#### Your goal:
The answer should consist of each line from the data below that includes "white".

#### Records for the exercise:
==*==

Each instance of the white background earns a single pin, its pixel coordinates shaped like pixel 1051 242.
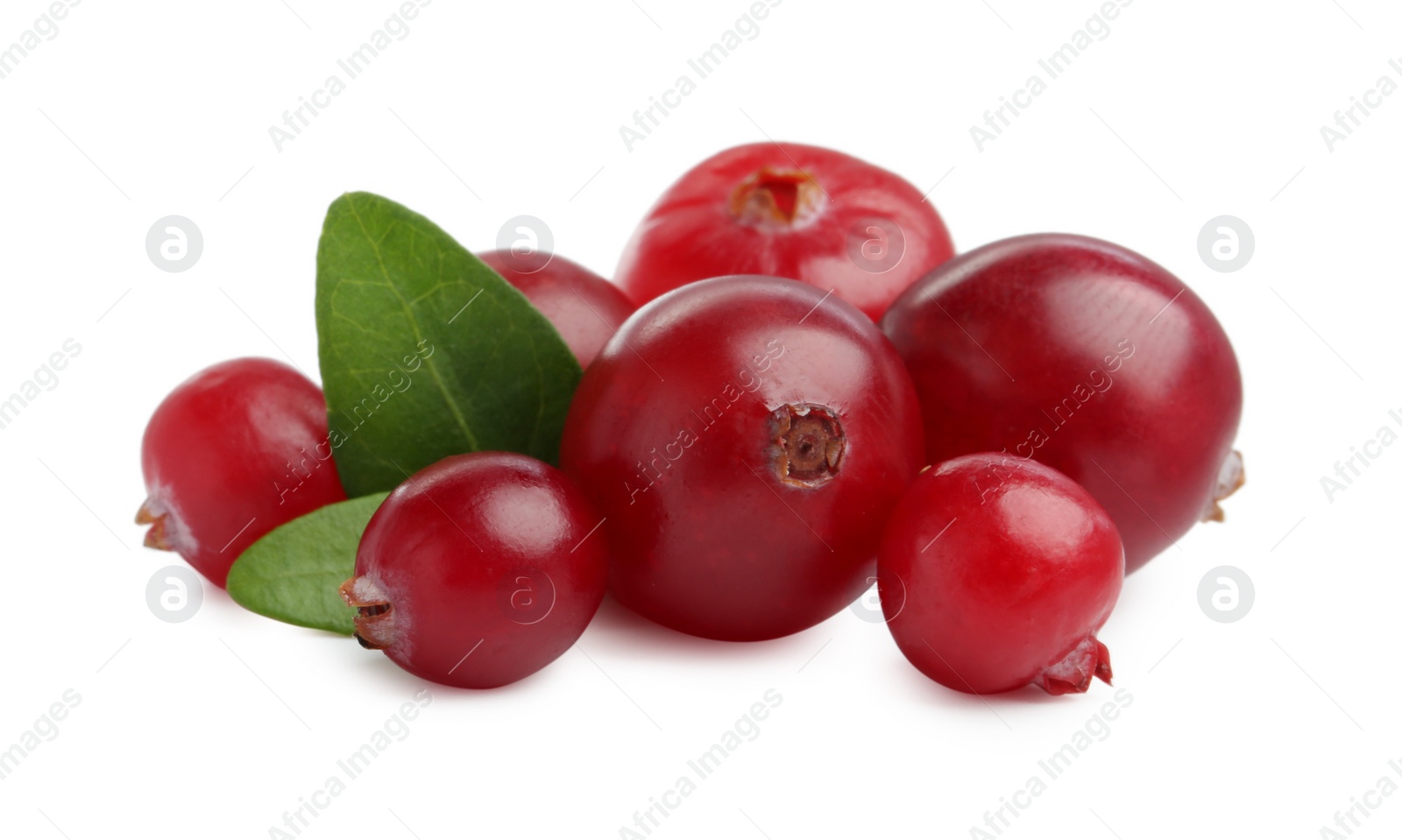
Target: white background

==*==

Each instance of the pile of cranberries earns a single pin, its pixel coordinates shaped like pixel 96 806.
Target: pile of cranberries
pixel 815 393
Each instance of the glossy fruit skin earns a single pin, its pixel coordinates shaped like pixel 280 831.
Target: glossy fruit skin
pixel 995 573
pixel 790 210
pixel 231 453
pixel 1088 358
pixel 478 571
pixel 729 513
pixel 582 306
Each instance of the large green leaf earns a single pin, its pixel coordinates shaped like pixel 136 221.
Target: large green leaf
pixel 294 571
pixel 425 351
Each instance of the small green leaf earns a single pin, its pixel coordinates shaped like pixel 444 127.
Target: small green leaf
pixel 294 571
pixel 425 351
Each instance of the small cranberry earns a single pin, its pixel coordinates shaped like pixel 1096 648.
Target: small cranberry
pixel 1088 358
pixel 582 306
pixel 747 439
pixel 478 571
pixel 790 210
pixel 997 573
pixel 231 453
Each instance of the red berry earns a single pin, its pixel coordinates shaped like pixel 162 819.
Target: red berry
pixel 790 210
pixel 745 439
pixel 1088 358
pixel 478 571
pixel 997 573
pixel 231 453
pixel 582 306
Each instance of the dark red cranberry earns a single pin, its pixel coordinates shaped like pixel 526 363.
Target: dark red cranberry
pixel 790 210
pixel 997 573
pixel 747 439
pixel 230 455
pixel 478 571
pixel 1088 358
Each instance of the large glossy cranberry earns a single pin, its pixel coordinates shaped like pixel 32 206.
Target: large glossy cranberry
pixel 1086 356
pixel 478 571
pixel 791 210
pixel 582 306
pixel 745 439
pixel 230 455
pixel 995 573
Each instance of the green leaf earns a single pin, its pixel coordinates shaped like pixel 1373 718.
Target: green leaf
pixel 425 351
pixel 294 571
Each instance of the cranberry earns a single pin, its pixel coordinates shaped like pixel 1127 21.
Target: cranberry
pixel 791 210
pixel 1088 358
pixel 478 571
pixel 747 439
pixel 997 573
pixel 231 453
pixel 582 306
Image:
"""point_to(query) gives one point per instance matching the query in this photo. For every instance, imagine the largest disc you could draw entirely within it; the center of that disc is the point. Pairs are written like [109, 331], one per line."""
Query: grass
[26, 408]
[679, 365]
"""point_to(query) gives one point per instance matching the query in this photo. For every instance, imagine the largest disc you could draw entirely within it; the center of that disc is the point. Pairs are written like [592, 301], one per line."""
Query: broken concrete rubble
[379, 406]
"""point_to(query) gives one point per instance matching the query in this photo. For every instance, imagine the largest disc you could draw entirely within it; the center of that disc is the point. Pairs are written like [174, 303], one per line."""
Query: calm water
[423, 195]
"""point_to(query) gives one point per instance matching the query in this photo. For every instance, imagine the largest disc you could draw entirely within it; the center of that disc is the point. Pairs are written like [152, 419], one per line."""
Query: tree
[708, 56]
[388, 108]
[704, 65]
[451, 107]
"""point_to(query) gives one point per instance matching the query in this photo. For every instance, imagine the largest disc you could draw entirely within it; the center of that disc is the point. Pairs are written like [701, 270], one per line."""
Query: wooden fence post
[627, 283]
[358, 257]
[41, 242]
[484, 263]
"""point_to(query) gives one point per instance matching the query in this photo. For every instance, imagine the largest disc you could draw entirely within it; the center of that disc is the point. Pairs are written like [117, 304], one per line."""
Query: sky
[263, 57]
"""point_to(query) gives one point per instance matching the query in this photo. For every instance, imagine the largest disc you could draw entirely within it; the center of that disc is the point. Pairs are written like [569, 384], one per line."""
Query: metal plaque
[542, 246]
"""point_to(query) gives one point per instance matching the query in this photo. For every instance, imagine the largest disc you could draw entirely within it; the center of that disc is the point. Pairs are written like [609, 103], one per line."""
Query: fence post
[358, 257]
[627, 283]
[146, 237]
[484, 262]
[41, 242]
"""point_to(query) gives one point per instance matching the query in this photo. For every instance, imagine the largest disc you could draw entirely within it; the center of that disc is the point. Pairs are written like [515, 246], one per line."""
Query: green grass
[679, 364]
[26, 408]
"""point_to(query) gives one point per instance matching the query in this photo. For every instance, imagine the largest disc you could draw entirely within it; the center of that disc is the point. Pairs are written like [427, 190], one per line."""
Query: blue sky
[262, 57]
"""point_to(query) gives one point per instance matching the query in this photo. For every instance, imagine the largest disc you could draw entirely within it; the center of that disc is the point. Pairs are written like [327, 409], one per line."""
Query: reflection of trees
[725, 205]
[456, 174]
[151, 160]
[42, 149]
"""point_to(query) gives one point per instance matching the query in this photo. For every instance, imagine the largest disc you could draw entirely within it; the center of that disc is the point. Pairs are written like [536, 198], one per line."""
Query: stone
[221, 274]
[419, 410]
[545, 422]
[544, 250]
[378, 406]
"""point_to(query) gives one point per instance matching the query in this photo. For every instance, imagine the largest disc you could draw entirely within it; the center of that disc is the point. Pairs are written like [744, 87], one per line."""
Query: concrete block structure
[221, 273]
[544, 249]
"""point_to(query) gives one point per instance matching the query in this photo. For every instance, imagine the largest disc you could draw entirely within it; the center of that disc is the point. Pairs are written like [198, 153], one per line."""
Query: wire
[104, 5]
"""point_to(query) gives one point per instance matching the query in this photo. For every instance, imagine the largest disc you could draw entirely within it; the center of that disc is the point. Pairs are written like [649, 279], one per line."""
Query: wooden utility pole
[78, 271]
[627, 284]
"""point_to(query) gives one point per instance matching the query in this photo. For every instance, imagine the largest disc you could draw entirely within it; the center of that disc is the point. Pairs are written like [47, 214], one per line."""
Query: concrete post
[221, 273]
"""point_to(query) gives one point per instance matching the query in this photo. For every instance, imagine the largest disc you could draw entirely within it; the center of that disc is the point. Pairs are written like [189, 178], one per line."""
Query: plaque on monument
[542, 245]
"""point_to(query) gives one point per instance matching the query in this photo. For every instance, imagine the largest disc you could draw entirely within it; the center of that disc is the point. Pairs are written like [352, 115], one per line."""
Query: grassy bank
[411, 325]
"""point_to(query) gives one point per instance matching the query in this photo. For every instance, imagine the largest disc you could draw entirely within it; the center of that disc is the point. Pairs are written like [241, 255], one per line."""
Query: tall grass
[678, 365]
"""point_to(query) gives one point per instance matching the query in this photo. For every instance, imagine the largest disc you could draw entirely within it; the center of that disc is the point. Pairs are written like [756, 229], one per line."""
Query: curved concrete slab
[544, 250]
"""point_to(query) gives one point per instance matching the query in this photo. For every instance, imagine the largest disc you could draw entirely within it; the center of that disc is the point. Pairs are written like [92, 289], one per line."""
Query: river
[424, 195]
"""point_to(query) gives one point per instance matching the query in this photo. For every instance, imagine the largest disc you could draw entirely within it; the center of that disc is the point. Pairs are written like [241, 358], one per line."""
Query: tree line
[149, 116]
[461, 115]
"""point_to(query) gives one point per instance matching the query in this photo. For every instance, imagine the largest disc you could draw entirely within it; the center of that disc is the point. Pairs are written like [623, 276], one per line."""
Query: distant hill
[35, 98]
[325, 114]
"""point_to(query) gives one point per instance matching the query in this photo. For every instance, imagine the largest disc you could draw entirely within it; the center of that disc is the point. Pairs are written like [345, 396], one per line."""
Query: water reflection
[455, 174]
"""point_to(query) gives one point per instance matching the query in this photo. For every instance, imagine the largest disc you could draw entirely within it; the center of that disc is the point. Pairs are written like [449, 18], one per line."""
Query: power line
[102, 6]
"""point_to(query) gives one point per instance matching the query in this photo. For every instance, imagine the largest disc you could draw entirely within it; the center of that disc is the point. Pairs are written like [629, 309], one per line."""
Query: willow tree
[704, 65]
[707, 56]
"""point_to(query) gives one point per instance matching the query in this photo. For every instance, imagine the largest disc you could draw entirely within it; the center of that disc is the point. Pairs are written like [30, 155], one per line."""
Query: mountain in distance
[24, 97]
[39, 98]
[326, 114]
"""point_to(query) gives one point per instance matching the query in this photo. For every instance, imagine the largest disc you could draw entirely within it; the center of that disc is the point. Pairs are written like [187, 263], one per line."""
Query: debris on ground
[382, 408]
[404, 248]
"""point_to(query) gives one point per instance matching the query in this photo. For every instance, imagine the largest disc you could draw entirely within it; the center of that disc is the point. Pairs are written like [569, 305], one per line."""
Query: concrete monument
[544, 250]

==*==

#### Response area:
Each instance of the white background earns a single pin, its pixel coordinates shaped like pixel 1051 242.
Target: white background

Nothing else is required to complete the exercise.